→ **Problem**: Write out the entries below exactly as they stand. Skip every image.

→ **Data to process**:
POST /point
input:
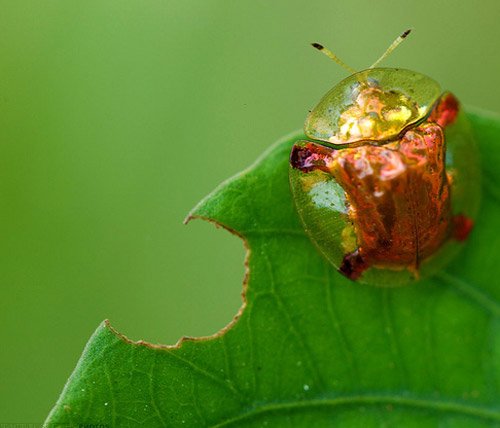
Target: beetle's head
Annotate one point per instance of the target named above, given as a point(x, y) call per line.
point(374, 105)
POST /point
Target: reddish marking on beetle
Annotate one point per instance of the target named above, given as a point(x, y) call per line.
point(462, 227)
point(310, 157)
point(317, 46)
point(446, 110)
point(398, 196)
point(353, 265)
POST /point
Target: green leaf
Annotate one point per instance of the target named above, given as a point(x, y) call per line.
point(310, 348)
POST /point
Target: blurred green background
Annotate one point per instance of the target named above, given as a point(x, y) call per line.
point(116, 117)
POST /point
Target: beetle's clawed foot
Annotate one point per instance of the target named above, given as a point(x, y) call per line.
point(353, 265)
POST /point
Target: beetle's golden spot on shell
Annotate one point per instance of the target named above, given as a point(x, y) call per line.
point(374, 105)
point(375, 114)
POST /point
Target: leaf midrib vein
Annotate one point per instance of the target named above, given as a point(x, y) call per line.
point(380, 400)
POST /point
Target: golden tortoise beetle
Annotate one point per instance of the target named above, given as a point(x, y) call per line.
point(387, 181)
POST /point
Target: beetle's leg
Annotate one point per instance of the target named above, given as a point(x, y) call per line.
point(353, 265)
point(462, 226)
point(445, 111)
point(307, 157)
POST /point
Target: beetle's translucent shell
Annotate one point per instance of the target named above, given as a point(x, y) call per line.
point(388, 184)
point(375, 104)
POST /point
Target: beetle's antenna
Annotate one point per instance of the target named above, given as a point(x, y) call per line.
point(331, 55)
point(393, 46)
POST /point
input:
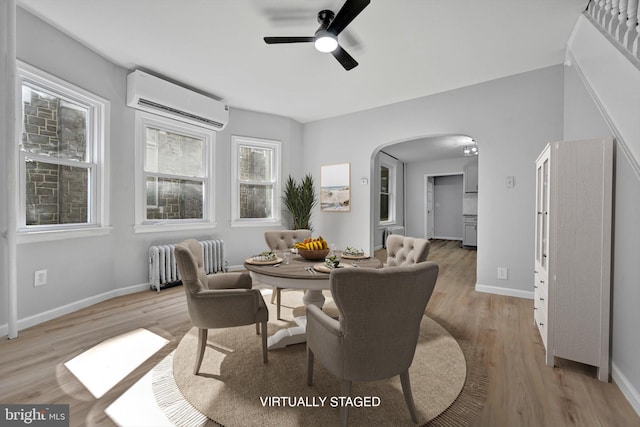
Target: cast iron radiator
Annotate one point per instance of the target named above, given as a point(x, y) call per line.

→ **Answer to this task**:
POST /point
input:
Target: beetle's head
Annotate one point per instance of the target named above, given as a point(x, y) call per line.
point(374, 105)
POST /point
Target: reddish marking on beetle
Annotate one point per instance of the target named above, given as a point(x, y) call per line.
point(462, 227)
point(310, 157)
point(317, 46)
point(446, 110)
point(398, 196)
point(353, 265)
POST /point
Target: green leaf
Annotate one point per instance of the target named above, given as a point(x, y) call per line.
point(310, 348)
POST /point
Target: blurred green background
Annotate one point per instance of the target named above, given as a point(x, y) call per line.
point(116, 117)
POST /point
Target: beetle's clawed foot
Annotate one point per instance of the target named above, given as a point(x, y) call per line.
point(353, 265)
POST /point
Target: beetle's golden spot on shell
Annotate one point per instance of the target named above, given as a point(x, y) call per line.
point(374, 105)
point(375, 114)
POST /point
Target: leaf midrib vein
Annotate one point per instance of the target named above, given as a point(x, y) call per line.
point(380, 400)
POST /point
Target: golden tortoise beetle
Annotate one point per instance of the target named above, given as a point(x, y) call per line.
point(387, 181)
POST /point
Target: beetle's leg
Annotate one point per instance of the target named above, given as a point(x, y) call per line.
point(353, 265)
point(462, 226)
point(445, 111)
point(307, 157)
POST /point
Target: beetle's translucent shell
Annotate one point per instance of the target named above, given as a point(x, y) call per line.
point(388, 184)
point(375, 104)
POST /point
Target: beetle's antenna
Annotate one point per instance of the target named above, given as a point(x, y) call per line.
point(331, 55)
point(393, 46)
POST /point
input:
Target: cast iron radiator
Annotate one point per instance of the target named above, given as a point(x, y) call per line.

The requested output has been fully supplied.